:: REQUESTS ::
**A)** According to the picture thread, what game can Moose never pass up?
**B)** List every line of the records that contains the word "suit".

:: SOURCE ::
=====

# Buster and Moose (Picture thread)



## BubbaMoose (May 14, 2013)

I figured that I could probably use one of these. 

So, the boys say hi. 








Sometimes they like to do fun things. 








Like swim in lakes. 








And play with balls. 








But most of all they like to sleep. 
























And sleep sleep sleep some more.


----------



## BubbaMoose (May 14, 2013)

When they're not sleeping, they love to have fun. 

And even though they have a ton of toys...








They really only need one thing. 

Tennis balls!








Bubba loves to fetch. 
















And he's a great catch. 








And while truthfully, Moose loves all things tennis ball related, he can never pass up a game of tug.


----------



## BubbaMoose (May 14, 2013)

They're really happy boys. 

































Except at times like this. 








And this. 








And this. 








And this.


----------



## BubbaMoose (May 14, 2013)

They love each other a lot. 
















And do almost everything together. 
































I think it's safe to call these two best friends. 








Buster has been a great big brother since day one, when Moose was just a teeny tiny tot. 









But before we knew it....


----------



## BubbaMoose (May 14, 2013)

This tiny thing...









Grew to be nearly twice his big brothers size!









Being an adorable old man is a lot of hard work. 









So lately, Bubba has been enjoying spending most of his days like this. 








But Moose has tons of energy. 








He also has a real knack for balancing things on his head, and can often be found like this. 









And this. 








And this.


----------



## BubbaMoose (May 14, 2013)

They love their dad sososo much. 








And despite what this picture might say, they even love their weirdo mom too. 








Some fun extras. 

























Behold, a piece I like to call, "Sup guuurl, whatchu kno about dem hot dogs on the counter?" 
















When dogs "selfie."








Anyway, thanks for looking! I'm sure this thread will be updated periodically, as I can't ever seem to stop photographing these two crazy kids.


----------



## taquitos (Oct 18, 2012)

Hahaha they are so amazing! I love the last pic. 

I think I am completely in love with Moose and his personality. Are weims usually goofy?


----------



## SDRRanger (May 2, 2013)

love them!










Ranger makes this face too lol


----------



## ireth0 (Feb 11, 2013)

Love this so much! Your boys look like they have so much fun together.


----------



## jade5280 (Feb 20, 2013)

It's about time! Great pictures. A couple spoiled boys. Love looove that selfie pic, so awesome.


----------



## kadylady (Sep 23, 2010)

Great picture story and such handsome boys! They look like a very fun pair to hang with!


----------



## d_ray (Nov 5, 2013)

These two are officially my new obsession. I want to know everything about them. They have the most expressive faces.


----------



## BubbaMoose (May 14, 2013)

taquitos said:


> Hahaha they are so amazing! I love the last pic.
> 
> I think I am completely in love with Moose and his personality. Are weims usually goofy?


Thank you!!! Moose kills me on a regular basis. He is so expressive and just a total character. Mine are goofy as all heck. I follow a TON of Weims on social media (and have been following some for almost two years - so I've really gotten to know them) and most appear to be equally as silly and quirky as my two. 



SDRRanger said:


> love them!
> 
> 
> 
> ...


Thank you! And likewise to Ranger. He's my fave. Lol to the face. So much derp. 



ireth0 said:


> Love this so much! Your boys look like they have so much fun together.

=====

:: Pointing and labeling entries ::
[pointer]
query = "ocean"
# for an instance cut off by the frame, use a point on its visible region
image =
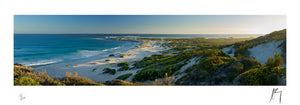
(43, 49)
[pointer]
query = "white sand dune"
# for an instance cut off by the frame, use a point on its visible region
(261, 52)
(98, 63)
(190, 63)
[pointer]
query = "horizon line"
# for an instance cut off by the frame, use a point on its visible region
(142, 33)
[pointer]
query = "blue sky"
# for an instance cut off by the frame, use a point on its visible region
(149, 24)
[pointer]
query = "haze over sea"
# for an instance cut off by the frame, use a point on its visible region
(42, 49)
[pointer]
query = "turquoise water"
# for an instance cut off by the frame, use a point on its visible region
(42, 49)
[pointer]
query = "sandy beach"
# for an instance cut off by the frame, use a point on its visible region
(93, 67)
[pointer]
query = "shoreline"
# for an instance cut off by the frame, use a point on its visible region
(92, 67)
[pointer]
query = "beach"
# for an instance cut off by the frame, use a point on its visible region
(93, 67)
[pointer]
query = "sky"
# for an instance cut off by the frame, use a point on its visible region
(148, 24)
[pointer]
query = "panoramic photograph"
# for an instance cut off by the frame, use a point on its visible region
(149, 50)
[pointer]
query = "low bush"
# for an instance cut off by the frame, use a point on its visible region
(25, 81)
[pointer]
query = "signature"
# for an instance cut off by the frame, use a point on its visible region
(275, 91)
(22, 97)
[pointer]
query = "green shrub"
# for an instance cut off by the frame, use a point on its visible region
(124, 66)
(272, 79)
(25, 81)
(78, 81)
(203, 74)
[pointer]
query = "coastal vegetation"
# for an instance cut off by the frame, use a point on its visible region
(212, 66)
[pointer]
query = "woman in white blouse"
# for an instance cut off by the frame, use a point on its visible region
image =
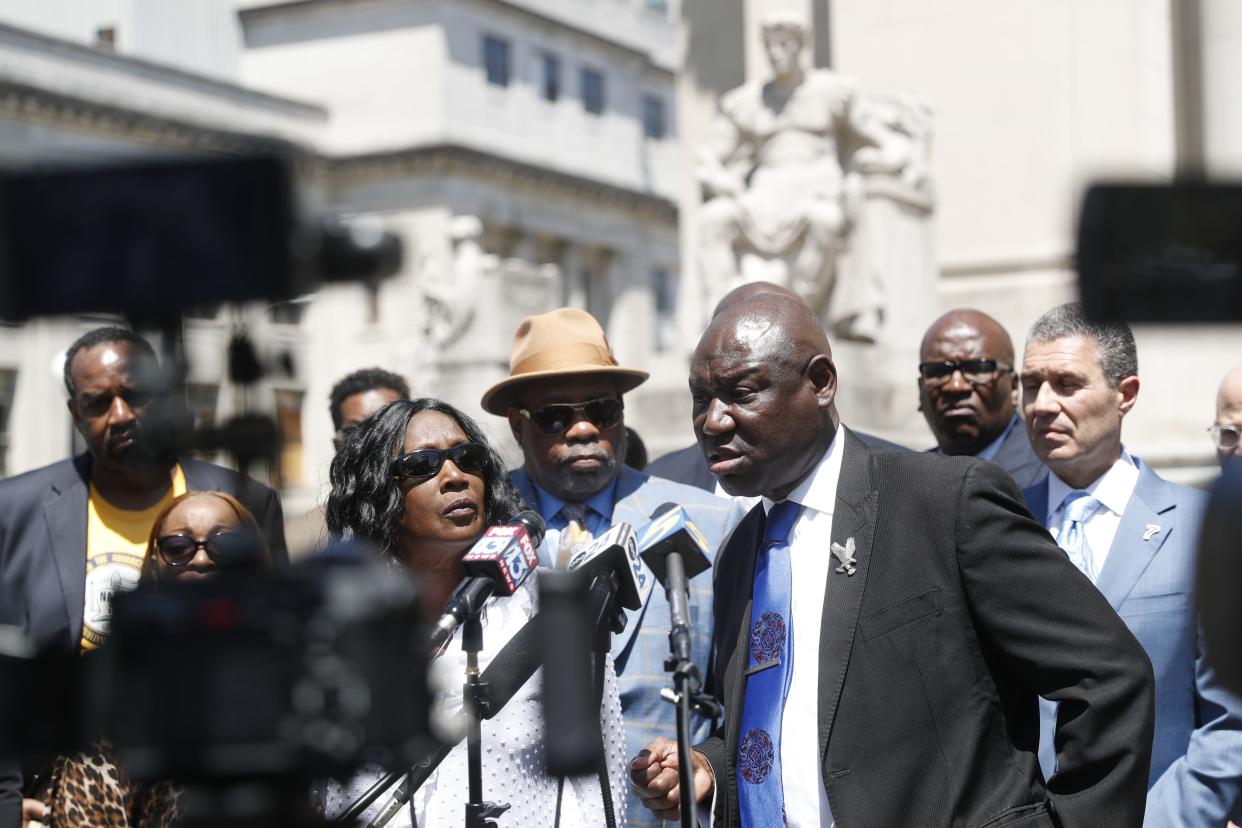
(420, 482)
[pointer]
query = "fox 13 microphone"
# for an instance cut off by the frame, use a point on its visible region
(498, 564)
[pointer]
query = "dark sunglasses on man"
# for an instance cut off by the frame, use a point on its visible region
(975, 371)
(558, 418)
(426, 462)
(224, 548)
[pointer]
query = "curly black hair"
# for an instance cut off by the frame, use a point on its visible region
(367, 502)
(367, 379)
(106, 335)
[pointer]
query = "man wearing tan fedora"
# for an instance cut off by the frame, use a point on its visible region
(564, 402)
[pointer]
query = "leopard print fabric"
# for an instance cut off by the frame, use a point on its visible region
(90, 790)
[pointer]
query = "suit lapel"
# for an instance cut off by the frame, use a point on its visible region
(1037, 500)
(734, 587)
(1129, 555)
(855, 517)
(66, 514)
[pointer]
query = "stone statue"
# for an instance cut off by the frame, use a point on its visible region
(785, 178)
(451, 298)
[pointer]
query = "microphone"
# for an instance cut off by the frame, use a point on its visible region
(508, 673)
(676, 551)
(616, 551)
(497, 564)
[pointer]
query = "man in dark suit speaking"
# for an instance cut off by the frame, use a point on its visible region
(884, 622)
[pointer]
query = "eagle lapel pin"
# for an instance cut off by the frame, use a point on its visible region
(845, 554)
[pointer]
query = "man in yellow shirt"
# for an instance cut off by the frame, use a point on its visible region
(72, 534)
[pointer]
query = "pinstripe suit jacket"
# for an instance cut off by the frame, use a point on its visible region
(641, 649)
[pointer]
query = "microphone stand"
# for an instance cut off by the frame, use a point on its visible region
(477, 704)
(686, 693)
(609, 618)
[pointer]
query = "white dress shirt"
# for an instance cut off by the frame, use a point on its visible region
(806, 803)
(810, 540)
(1113, 490)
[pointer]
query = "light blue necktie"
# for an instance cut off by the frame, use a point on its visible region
(1076, 508)
(769, 668)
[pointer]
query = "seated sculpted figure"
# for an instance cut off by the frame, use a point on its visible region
(774, 176)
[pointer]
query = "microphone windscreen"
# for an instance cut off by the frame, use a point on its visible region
(663, 508)
(617, 551)
(673, 531)
(534, 524)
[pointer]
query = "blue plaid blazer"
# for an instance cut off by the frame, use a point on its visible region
(641, 649)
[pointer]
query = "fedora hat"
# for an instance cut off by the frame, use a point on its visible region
(565, 342)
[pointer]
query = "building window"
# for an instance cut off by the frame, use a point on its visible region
(8, 389)
(496, 60)
(288, 313)
(653, 122)
(288, 418)
(593, 91)
(665, 293)
(203, 402)
(209, 312)
(549, 76)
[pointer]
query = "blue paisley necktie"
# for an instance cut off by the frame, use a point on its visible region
(769, 668)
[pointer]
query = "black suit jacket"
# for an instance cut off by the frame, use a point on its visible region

=====

:: RESPONSES BY TASK ::
**A)** A game of tug.

**B)**
query = "suit lapel"
query = "man in dark suit speaking"
query = "pinstripe suit jacket"
query = "black suit jacket"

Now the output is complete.